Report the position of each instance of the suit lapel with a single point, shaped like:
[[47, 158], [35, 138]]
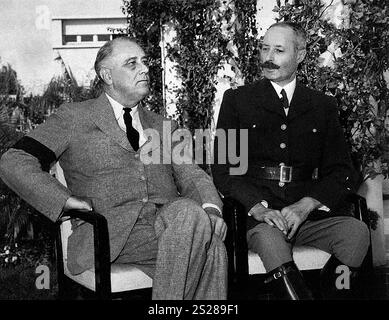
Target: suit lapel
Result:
[[149, 120], [267, 97], [301, 102], [103, 116]]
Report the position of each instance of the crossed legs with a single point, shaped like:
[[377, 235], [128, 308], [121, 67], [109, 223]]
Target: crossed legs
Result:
[[178, 249]]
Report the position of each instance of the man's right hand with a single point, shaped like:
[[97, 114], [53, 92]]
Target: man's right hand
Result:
[[75, 203], [272, 217]]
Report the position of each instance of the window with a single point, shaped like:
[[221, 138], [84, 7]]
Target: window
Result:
[[70, 38], [86, 37], [103, 37]]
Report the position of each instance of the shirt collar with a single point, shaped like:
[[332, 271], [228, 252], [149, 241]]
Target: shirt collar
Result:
[[289, 89], [118, 108]]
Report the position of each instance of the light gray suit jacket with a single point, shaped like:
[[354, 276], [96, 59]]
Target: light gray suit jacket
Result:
[[100, 164]]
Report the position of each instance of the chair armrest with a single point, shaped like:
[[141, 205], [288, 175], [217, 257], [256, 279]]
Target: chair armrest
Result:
[[360, 207], [101, 247], [236, 241]]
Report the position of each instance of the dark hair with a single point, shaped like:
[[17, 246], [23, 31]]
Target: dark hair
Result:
[[106, 50], [301, 36]]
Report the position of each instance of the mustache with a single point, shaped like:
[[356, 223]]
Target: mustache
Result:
[[269, 65]]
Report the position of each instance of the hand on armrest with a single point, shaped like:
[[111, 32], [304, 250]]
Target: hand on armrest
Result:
[[75, 203]]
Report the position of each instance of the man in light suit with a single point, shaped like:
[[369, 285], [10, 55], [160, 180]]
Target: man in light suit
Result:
[[165, 218], [299, 169]]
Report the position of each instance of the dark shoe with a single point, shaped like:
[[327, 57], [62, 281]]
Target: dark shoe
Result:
[[340, 282], [288, 283]]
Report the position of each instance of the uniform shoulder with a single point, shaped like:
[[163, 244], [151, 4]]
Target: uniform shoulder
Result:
[[244, 89], [321, 97]]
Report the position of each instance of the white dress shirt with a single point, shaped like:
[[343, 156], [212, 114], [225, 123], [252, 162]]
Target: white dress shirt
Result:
[[119, 112], [289, 89]]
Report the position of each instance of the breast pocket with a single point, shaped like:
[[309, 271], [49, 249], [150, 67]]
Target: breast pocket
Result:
[[309, 141]]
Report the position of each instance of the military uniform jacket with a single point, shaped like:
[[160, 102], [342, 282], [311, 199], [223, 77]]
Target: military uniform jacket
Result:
[[310, 136], [100, 164]]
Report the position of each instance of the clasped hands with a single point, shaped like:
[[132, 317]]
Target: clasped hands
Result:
[[289, 218]]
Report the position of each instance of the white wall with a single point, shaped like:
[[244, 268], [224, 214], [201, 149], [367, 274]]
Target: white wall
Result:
[[26, 34]]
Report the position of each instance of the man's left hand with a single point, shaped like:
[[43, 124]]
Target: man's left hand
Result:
[[297, 213], [219, 227]]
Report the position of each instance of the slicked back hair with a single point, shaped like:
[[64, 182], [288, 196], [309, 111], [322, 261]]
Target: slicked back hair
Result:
[[106, 50], [300, 34]]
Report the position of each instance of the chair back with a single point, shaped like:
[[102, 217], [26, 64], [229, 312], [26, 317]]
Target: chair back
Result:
[[66, 226]]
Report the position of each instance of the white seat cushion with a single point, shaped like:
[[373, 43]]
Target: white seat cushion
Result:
[[305, 257], [124, 277]]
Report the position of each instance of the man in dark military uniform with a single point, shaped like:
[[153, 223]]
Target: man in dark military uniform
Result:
[[299, 168]]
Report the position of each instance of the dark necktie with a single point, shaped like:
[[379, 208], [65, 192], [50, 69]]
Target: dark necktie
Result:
[[284, 99], [132, 133]]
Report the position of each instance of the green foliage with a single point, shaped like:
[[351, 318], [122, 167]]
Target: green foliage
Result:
[[356, 75], [19, 116], [9, 83], [246, 40], [198, 51]]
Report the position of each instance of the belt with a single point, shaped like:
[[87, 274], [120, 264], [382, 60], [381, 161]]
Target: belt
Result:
[[288, 174]]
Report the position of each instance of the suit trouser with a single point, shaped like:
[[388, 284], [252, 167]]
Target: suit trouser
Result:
[[174, 245], [345, 237]]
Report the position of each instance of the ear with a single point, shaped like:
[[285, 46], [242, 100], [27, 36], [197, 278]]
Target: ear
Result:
[[301, 55], [105, 74]]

********

*WORK TO BE COMPLETED*.
Please scale the data from the line with "Report the position of each instance of the chair armrest" to the line with "[[340, 282], [288, 283]]", both included. Write out every one of those lines again, multiplying only the point coordinates given as results by 0.95 and rounding them to whole numbers, with halves going up, and leave all other numbers unchanged.

*ANSWER BELOW*.
Report the position of each instance of the chair armrest with a single point, shaped like:
[[141, 205], [288, 175], [217, 257], [256, 279]]
Target: chair armrest
Result:
[[342, 197], [96, 235], [224, 229]]
Report the position of each instance of the dark hair with a single point, shaped like:
[[17, 246], [23, 31]]
Target: dark hair
Result:
[[101, 48], [286, 34]]
Report the position of each instance of the mustache with a single point, shaped like:
[[356, 223]]
Target: mustache
Result:
[[256, 62]]
Report the position of each instance of the hand on armrest with a single point, shaped like:
[[111, 32], [304, 250]]
Target: hand on armrest
Result:
[[71, 193]]
Report the position of each instance of the man in light suit with a single point, shaped like:
[[369, 285], [10, 55], [160, 180]]
Target: man in light suit
Result:
[[157, 207], [284, 161]]
Report the position of each instance of the dark shoe with a single point, shaped like:
[[327, 57], [62, 281]]
Target: dark shoe
Result:
[[323, 268], [274, 269]]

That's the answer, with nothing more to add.